• [Tâche à réaliser]
Recopiez à l'identique le passage qui va de la ligne contenant « [point] every instance of the chimney » jusqu'à la fin du matériel ci-dessous, les deux bornes comprises.

• [Extrait des données]
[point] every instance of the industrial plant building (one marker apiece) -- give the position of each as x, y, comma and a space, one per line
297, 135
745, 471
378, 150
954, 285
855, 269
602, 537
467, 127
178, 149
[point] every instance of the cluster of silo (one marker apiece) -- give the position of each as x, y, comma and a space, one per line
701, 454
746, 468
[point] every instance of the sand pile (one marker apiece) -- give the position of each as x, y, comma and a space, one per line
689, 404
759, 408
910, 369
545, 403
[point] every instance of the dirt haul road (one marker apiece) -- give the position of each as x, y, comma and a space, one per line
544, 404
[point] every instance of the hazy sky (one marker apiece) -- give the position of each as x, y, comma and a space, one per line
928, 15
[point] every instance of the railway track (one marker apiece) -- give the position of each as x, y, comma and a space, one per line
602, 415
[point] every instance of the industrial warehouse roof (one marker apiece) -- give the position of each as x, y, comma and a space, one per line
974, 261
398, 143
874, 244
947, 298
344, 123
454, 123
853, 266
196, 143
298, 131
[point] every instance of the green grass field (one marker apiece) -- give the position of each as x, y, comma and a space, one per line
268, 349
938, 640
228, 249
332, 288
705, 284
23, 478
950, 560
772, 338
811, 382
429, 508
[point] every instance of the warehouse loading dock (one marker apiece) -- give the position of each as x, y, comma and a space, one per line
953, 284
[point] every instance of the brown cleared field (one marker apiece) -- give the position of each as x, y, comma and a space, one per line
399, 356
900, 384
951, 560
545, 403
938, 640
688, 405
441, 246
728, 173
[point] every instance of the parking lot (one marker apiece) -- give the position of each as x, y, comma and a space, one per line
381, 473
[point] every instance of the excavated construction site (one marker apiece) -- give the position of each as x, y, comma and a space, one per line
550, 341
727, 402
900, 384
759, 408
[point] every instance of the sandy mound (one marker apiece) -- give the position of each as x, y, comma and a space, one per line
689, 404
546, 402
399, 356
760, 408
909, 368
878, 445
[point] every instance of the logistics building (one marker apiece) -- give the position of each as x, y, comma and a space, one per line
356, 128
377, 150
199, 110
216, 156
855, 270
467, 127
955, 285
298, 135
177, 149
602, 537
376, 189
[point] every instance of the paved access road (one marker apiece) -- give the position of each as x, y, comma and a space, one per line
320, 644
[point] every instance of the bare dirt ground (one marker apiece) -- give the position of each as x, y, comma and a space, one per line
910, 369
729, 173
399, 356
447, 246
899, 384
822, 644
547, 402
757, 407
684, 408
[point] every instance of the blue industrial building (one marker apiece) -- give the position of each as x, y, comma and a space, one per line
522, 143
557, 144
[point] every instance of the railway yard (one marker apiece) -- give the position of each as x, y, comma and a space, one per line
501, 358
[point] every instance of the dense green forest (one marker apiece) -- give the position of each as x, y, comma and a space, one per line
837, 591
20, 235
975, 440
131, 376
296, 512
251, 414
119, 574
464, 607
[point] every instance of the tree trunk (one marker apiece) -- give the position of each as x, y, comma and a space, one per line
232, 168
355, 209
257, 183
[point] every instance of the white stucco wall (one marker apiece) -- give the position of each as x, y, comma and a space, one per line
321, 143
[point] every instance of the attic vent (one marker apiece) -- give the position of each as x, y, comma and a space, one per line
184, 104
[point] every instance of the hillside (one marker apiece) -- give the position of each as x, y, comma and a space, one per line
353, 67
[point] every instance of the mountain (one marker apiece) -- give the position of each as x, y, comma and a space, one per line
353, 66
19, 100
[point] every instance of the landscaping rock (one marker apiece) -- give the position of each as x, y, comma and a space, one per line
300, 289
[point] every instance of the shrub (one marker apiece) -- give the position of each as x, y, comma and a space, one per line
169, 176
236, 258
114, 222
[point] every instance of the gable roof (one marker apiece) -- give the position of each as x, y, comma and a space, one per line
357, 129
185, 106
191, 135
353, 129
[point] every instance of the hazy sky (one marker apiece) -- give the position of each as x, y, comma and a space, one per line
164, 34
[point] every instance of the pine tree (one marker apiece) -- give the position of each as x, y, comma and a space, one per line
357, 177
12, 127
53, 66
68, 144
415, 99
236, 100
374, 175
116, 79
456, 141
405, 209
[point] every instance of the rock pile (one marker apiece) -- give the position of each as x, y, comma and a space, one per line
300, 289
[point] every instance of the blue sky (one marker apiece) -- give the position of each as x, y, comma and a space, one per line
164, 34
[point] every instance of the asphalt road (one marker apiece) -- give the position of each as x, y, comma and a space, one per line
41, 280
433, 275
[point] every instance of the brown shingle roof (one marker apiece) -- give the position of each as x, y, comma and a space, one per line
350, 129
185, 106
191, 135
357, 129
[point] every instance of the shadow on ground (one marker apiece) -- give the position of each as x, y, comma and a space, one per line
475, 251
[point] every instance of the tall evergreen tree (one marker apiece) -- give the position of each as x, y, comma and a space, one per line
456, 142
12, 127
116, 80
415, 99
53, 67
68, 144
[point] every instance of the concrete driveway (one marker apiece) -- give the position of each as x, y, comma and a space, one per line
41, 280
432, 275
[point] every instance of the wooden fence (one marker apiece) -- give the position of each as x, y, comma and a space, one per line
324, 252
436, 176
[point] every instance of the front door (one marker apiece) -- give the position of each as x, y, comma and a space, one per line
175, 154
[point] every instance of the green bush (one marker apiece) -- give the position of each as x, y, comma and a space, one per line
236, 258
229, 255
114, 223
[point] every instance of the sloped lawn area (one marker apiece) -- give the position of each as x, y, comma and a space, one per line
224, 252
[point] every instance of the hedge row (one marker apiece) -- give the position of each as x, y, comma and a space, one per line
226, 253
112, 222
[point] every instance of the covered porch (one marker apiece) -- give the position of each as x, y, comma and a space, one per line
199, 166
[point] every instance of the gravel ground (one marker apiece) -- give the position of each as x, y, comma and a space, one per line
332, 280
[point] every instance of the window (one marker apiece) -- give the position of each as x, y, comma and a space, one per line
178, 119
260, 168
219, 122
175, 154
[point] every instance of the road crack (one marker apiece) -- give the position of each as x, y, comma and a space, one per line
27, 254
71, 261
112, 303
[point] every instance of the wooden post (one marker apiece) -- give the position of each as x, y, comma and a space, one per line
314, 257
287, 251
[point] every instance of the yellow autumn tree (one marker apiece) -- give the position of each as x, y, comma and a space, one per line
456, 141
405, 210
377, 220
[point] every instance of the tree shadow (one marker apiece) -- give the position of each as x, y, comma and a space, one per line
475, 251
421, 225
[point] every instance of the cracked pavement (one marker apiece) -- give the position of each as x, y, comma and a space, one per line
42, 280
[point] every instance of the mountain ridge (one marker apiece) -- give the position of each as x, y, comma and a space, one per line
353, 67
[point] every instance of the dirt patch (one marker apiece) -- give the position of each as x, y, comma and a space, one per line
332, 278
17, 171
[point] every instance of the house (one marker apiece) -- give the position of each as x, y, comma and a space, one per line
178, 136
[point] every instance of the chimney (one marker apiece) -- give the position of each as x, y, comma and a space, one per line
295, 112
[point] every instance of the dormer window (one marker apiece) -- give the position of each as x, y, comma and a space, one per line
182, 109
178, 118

• [Résultat attendu]
[point] every instance of the chimney (one marker apiece) -- give the position of each as x, y, comma and a space, one per line
295, 112
[point] every instance of the dormer window (one marker apiece) -- give the position of each as x, y, comma and a space, one per line
182, 109
178, 118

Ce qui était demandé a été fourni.